TASK ITEM: Give the lines below again exactly, starting with the line that holds "Signal-phase audit: put a marker on every instance of the tall" and going on through the line that holds "Target: shoreline".

ENTRIES SHOWN:
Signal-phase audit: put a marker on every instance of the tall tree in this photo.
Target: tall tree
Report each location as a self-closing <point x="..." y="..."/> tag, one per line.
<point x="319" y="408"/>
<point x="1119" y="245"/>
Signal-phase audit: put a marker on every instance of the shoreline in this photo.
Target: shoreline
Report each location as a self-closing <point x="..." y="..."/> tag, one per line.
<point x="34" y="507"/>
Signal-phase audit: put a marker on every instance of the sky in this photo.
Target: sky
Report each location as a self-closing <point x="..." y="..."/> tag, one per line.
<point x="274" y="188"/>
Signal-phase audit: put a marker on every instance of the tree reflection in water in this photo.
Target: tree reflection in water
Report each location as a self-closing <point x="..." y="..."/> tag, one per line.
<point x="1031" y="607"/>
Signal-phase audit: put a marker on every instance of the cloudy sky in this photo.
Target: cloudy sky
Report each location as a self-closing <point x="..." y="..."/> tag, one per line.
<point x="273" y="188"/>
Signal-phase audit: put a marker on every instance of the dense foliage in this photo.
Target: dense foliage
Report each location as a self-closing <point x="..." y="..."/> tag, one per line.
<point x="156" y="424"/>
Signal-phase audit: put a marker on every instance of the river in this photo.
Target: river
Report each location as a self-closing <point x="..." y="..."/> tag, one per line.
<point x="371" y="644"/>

* * *

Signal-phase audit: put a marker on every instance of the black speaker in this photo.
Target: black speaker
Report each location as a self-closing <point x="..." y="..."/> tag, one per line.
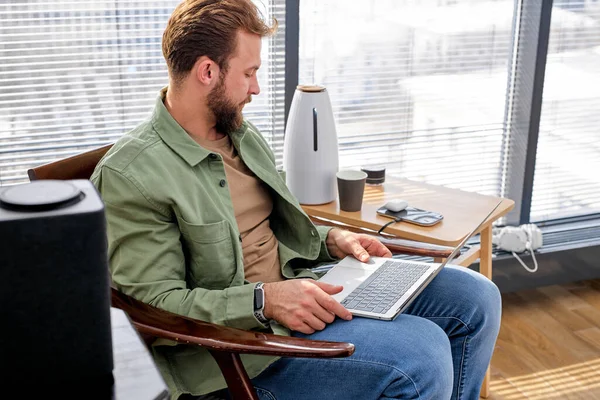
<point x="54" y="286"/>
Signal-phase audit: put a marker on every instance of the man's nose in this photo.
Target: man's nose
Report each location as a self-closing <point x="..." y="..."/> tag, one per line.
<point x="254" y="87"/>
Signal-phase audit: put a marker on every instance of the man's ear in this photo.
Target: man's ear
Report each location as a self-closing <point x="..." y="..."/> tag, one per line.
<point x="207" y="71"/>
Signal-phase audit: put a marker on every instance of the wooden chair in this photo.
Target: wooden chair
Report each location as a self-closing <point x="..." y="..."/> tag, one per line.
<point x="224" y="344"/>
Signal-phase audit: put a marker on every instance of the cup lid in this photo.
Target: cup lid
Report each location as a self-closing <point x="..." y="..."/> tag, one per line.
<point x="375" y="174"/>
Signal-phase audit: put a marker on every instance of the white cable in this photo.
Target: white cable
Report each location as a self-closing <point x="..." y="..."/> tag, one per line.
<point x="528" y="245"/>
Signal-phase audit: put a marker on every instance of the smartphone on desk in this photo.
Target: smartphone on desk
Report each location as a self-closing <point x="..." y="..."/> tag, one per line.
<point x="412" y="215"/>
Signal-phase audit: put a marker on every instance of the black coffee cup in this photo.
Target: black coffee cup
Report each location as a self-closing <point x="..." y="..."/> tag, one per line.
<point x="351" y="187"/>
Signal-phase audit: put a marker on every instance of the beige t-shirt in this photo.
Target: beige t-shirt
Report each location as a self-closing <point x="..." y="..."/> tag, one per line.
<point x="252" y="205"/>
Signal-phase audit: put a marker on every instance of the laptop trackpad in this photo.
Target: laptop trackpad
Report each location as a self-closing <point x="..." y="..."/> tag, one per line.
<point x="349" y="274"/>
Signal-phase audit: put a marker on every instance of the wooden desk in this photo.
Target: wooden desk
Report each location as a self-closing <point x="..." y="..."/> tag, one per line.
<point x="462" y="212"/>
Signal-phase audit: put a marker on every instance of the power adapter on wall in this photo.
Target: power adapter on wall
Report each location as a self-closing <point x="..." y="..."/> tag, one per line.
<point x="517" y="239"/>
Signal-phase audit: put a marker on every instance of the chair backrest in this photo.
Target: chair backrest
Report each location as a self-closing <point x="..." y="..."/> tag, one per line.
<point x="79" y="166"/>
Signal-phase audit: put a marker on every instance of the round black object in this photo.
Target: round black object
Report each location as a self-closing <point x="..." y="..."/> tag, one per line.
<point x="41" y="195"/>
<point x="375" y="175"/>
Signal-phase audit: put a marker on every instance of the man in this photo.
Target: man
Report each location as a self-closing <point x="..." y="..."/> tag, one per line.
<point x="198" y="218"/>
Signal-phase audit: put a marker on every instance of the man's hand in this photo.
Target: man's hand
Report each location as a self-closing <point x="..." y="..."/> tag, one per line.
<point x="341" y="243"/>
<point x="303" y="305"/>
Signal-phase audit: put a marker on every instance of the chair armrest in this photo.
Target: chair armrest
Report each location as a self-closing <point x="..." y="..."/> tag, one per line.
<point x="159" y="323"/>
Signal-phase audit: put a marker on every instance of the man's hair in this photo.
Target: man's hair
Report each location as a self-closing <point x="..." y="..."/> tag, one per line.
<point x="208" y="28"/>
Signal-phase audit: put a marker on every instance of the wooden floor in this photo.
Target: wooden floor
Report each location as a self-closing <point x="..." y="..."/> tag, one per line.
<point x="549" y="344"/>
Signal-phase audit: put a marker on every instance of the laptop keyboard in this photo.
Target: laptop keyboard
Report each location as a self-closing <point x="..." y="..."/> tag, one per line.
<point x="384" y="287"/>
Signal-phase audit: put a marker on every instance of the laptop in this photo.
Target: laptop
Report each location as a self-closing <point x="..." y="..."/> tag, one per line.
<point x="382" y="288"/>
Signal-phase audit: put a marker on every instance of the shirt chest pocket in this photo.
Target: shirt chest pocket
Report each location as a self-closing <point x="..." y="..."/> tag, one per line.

---

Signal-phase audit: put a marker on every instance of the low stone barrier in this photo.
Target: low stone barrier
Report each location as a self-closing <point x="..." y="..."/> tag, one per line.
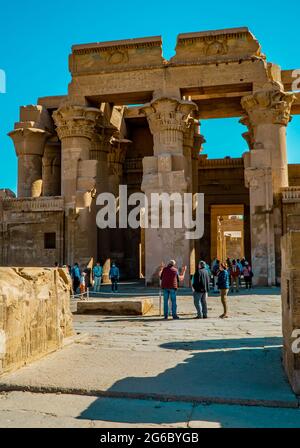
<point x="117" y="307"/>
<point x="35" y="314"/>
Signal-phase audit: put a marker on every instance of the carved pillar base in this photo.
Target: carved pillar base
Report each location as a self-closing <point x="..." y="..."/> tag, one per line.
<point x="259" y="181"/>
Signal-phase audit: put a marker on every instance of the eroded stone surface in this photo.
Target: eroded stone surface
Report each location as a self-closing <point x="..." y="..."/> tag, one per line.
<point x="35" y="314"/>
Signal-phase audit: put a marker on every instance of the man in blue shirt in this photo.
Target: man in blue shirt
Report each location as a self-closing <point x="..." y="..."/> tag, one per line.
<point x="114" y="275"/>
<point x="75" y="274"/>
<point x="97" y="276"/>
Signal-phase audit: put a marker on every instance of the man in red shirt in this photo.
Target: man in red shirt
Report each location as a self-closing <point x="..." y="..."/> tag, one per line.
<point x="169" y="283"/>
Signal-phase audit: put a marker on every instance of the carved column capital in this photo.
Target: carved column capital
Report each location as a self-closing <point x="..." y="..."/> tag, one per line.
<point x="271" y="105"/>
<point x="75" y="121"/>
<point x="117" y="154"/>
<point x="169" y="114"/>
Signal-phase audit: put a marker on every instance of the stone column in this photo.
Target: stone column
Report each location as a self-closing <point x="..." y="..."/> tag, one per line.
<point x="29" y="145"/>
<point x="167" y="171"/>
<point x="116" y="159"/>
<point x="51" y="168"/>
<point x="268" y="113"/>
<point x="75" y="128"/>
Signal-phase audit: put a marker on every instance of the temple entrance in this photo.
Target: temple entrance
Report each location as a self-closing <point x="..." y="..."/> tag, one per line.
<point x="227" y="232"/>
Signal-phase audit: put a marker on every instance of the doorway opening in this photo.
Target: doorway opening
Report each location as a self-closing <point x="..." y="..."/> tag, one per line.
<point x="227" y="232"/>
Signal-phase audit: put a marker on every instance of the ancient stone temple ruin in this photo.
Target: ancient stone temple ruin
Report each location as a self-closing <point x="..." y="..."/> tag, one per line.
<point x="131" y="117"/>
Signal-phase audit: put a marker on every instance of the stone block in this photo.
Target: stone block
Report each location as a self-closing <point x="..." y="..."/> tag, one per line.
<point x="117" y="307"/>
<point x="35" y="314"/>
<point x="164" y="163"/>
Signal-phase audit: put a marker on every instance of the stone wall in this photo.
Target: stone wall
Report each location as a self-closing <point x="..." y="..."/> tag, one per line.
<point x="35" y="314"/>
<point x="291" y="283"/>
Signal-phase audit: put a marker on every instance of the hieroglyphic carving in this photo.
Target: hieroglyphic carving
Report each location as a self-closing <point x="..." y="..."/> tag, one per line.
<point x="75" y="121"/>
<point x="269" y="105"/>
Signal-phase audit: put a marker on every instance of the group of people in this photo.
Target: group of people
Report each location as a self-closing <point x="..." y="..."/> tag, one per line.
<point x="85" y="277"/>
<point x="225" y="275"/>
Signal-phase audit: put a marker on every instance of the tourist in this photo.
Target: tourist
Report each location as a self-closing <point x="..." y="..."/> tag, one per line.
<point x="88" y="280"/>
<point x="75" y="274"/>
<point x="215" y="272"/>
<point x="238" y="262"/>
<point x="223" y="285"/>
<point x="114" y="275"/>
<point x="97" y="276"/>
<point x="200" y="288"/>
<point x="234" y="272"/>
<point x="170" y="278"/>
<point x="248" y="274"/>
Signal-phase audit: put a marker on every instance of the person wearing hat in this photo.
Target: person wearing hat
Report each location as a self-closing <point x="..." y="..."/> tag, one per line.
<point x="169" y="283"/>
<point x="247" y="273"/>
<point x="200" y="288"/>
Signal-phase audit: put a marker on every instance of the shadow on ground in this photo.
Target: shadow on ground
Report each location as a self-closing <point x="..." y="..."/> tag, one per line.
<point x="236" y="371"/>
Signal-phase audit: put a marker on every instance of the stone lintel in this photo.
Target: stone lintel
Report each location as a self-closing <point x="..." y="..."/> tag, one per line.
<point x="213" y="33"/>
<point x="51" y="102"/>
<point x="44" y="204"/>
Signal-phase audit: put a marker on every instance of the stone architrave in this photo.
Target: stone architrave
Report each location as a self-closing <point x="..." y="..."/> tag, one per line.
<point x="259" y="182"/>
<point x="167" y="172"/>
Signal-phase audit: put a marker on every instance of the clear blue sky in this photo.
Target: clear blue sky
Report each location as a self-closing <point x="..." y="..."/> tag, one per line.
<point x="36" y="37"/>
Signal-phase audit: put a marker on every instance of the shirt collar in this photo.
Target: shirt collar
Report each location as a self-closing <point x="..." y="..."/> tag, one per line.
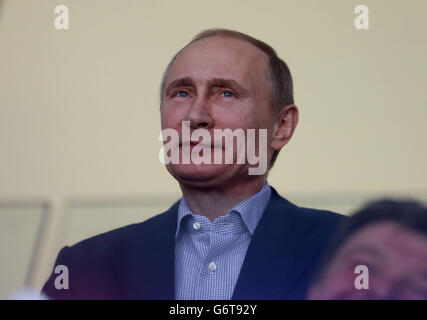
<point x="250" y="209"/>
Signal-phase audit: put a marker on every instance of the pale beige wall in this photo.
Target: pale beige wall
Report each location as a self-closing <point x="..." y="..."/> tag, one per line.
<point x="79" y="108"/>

OUTPUT OF THE TASK:
Signal-phase audit: put a marker on every instance of the tall tree in this photo.
Target: tall tree
Report each location as a self-closing <point x="..." y="..."/> tag, one per line.
<point x="319" y="408"/>
<point x="1119" y="245"/>
Signal-phase audit: put a marker on every instance of the shoreline in this photo.
Target: shoreline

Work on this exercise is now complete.